Show every line from the entries that follow which holds the word "handle".

── Data section ──

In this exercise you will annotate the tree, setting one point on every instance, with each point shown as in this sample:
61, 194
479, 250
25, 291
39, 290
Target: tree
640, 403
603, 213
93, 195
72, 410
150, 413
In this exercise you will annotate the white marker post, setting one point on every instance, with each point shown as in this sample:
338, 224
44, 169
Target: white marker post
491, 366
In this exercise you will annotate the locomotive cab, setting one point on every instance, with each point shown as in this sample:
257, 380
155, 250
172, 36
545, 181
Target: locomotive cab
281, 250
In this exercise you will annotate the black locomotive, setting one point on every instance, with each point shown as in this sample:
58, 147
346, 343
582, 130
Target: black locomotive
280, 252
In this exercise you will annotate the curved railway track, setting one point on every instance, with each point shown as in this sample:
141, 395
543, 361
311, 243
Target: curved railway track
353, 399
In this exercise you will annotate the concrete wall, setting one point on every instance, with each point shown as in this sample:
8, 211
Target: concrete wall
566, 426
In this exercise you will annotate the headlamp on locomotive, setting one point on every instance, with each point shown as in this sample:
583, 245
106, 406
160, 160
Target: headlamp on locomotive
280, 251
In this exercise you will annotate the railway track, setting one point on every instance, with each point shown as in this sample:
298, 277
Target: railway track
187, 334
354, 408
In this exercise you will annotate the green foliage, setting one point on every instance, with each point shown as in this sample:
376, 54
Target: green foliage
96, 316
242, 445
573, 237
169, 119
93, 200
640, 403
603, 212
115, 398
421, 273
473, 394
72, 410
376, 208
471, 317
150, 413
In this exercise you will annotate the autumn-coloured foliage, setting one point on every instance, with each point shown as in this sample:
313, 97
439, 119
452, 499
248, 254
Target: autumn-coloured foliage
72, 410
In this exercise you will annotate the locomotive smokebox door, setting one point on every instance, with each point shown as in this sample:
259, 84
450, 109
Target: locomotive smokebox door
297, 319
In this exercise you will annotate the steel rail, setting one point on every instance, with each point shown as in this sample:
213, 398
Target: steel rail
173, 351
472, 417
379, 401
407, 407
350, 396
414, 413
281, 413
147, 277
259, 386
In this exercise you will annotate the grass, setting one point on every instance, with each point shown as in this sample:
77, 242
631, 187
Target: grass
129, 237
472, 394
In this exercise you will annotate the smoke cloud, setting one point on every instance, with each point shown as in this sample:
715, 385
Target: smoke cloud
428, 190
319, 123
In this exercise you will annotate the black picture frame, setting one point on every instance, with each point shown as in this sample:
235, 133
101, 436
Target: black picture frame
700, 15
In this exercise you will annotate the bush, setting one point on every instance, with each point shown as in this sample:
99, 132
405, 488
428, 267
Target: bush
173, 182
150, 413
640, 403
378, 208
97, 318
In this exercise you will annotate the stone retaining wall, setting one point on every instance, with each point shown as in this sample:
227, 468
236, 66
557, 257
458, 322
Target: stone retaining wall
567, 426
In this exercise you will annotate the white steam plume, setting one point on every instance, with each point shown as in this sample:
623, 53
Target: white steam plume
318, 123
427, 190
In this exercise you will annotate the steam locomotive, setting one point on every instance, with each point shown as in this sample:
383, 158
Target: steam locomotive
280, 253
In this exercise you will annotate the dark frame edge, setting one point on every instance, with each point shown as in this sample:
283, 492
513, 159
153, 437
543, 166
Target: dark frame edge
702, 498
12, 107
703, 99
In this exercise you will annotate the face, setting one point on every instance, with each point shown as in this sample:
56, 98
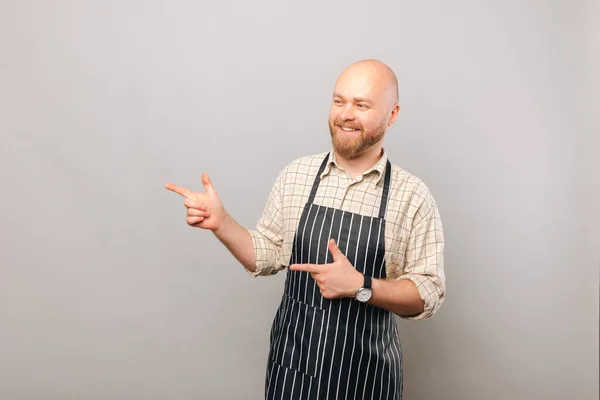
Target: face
360, 113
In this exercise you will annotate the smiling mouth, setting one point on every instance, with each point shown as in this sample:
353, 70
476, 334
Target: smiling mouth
348, 129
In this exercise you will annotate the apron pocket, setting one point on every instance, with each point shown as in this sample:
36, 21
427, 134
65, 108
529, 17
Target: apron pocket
299, 343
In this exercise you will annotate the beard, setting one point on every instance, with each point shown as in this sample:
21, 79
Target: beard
351, 147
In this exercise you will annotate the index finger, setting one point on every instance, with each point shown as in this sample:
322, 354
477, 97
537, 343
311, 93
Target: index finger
313, 268
185, 192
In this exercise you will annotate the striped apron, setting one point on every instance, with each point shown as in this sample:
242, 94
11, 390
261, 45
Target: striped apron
338, 348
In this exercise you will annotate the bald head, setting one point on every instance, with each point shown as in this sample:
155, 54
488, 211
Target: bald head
365, 104
371, 76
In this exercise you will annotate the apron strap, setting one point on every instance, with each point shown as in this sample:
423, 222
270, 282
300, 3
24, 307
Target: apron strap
386, 189
384, 195
313, 191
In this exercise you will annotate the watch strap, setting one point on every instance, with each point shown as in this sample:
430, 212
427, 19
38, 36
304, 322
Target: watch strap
368, 282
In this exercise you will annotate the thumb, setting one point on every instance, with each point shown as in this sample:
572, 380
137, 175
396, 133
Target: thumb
207, 183
335, 251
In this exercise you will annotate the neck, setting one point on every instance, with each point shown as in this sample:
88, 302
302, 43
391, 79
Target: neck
358, 165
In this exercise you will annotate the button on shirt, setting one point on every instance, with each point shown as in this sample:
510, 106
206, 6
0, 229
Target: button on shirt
414, 239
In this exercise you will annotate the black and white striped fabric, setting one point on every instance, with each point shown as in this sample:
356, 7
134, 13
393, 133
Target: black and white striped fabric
339, 348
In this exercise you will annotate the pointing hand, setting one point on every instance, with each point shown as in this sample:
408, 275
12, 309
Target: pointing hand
204, 210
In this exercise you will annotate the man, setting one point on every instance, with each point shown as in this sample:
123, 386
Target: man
362, 240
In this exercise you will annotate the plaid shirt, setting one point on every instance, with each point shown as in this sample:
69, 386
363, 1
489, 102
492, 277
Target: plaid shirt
414, 240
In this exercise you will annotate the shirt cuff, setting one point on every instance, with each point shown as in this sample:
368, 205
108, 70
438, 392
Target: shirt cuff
428, 292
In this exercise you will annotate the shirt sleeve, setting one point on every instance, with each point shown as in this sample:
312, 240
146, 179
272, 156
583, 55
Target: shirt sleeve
424, 259
267, 237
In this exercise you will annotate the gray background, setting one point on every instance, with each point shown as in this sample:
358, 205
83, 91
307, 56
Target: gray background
106, 293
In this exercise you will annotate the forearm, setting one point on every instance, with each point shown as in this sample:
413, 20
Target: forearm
238, 241
400, 297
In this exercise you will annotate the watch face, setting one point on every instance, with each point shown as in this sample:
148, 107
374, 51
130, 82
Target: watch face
363, 295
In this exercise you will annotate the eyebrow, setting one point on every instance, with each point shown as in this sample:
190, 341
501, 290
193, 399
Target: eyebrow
356, 99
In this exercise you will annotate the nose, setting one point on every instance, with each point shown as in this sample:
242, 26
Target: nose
347, 113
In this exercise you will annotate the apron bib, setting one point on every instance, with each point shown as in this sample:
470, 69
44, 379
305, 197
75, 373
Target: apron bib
338, 348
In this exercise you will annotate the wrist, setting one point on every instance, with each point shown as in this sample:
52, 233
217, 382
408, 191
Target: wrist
225, 221
358, 281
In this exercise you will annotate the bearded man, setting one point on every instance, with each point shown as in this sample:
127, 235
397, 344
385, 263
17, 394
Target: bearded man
362, 242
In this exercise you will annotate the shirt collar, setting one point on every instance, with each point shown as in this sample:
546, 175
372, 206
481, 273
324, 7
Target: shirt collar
378, 168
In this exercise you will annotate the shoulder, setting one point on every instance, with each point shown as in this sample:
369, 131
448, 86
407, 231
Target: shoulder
302, 168
409, 188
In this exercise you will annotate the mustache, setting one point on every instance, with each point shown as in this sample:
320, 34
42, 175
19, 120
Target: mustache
347, 125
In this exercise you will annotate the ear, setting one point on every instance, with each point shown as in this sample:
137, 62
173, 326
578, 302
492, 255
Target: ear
394, 114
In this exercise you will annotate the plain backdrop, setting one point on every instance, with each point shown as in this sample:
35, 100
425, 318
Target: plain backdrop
106, 292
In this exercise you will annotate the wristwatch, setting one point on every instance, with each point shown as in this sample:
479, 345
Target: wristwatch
364, 293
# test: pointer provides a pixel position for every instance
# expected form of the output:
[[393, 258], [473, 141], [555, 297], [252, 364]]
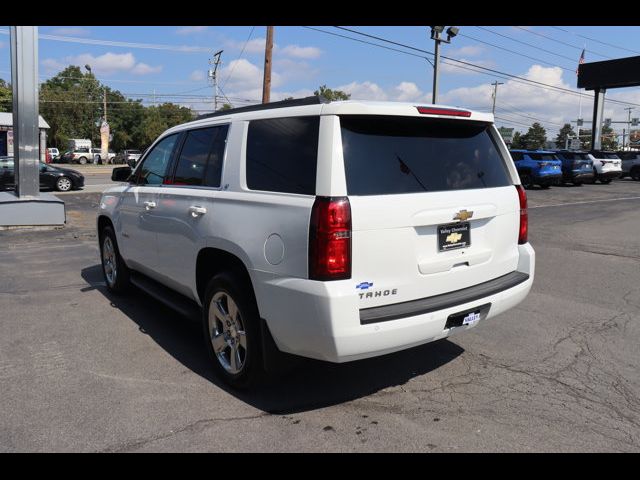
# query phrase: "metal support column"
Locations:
[[598, 112], [24, 82]]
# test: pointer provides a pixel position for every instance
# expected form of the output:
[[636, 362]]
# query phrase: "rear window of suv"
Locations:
[[392, 155]]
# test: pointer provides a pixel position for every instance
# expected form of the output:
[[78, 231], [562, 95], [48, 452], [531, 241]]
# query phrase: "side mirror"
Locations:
[[121, 174]]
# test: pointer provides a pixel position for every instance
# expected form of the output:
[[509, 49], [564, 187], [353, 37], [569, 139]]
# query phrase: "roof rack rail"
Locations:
[[296, 102]]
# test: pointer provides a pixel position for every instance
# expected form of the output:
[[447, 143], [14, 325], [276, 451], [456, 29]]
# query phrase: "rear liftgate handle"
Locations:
[[197, 211]]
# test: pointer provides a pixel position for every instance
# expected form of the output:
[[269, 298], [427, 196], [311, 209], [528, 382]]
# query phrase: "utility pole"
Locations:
[[628, 109], [436, 32], [495, 94], [213, 75], [266, 84]]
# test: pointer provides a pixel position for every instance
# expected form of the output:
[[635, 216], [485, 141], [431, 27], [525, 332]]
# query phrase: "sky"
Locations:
[[170, 63]]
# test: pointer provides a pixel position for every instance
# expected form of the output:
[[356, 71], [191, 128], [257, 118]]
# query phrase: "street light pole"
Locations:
[[435, 35]]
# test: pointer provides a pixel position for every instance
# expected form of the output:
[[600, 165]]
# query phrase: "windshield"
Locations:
[[391, 155]]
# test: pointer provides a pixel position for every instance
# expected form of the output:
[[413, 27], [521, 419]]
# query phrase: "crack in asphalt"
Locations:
[[193, 427]]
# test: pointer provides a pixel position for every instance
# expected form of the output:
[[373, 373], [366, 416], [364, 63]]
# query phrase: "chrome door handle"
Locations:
[[197, 211]]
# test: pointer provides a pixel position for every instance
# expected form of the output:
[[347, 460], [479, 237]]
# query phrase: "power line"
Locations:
[[493, 73], [561, 42], [524, 43], [239, 57], [596, 40], [514, 52]]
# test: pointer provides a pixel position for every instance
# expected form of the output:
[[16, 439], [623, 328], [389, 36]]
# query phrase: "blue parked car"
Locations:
[[577, 167], [537, 167]]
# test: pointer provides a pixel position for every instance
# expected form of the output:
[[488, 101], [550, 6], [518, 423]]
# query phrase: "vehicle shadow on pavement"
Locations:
[[306, 385]]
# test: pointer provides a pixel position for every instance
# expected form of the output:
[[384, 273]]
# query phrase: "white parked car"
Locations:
[[630, 164], [606, 166], [336, 231]]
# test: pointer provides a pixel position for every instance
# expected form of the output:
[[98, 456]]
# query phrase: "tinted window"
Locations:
[[542, 156], [389, 155], [200, 161], [282, 154], [154, 168]]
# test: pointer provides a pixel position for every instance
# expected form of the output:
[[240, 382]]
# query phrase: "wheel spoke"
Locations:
[[218, 343], [242, 339], [234, 359], [233, 309]]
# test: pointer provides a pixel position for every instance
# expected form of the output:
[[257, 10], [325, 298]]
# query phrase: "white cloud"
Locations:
[[447, 66], [246, 76], [190, 30], [197, 76], [252, 46], [72, 31], [301, 52], [144, 69]]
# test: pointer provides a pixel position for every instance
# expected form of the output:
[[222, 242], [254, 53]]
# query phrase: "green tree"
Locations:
[[6, 96], [535, 138], [565, 132], [324, 91]]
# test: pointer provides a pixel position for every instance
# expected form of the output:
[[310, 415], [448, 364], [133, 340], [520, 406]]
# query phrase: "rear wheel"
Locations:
[[64, 184], [232, 330], [116, 273]]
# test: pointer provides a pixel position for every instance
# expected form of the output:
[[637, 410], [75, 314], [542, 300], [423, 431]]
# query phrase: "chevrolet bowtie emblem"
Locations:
[[463, 215], [453, 237]]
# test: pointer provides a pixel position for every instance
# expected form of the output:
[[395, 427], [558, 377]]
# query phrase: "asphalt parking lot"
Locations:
[[81, 370]]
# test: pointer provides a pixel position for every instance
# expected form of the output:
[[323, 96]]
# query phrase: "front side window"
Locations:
[[200, 160], [154, 168], [282, 154]]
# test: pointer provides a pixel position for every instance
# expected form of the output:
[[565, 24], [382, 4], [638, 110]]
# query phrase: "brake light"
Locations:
[[330, 239], [444, 111], [523, 233]]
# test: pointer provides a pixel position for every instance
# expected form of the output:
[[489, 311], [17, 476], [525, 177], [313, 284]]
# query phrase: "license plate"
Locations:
[[453, 236]]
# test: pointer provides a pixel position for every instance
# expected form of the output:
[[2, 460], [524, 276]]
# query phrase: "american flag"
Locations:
[[580, 62]]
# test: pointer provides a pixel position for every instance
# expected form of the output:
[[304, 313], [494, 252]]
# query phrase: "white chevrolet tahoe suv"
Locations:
[[336, 231]]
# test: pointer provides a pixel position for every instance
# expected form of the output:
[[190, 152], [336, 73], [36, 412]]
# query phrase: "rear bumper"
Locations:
[[321, 322]]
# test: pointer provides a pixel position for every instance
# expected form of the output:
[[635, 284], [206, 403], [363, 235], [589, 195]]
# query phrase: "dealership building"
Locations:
[[6, 135]]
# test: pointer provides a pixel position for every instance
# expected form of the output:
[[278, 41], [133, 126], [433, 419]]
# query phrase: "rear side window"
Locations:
[[391, 155], [200, 160], [282, 154]]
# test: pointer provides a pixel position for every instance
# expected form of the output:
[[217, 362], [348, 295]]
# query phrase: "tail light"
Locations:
[[523, 233], [330, 239]]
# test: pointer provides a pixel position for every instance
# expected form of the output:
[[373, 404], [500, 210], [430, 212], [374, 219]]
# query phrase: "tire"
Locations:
[[64, 184], [236, 352], [115, 271]]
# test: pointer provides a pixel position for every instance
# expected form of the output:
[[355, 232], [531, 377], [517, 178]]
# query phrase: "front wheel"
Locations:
[[64, 184], [231, 325]]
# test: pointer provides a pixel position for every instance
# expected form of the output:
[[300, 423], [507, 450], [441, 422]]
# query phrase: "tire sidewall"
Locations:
[[122, 272], [231, 284]]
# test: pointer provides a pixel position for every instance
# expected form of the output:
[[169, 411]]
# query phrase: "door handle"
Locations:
[[197, 211]]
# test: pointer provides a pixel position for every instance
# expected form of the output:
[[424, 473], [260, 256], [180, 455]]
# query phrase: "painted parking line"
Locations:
[[586, 202]]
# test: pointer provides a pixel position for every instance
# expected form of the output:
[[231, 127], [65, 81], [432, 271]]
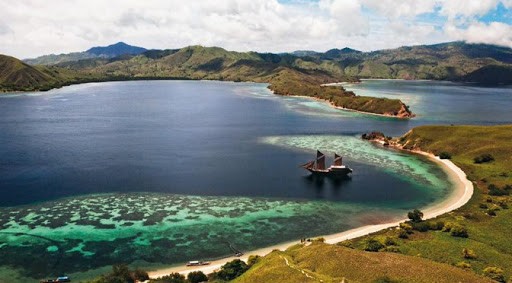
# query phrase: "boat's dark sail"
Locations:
[[308, 165], [320, 160], [317, 167], [338, 160]]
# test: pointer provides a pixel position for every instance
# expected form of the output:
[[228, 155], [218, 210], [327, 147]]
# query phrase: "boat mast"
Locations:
[[338, 160], [320, 160]]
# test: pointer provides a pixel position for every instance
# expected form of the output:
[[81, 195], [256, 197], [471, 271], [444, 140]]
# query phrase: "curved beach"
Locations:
[[462, 192]]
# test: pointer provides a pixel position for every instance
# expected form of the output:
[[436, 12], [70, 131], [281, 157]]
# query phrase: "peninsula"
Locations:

───

• **Task solution**:
# query phrase: "rear liftgate handle"
# query phrase: "chrome door handle"
# query phrase: "door handle"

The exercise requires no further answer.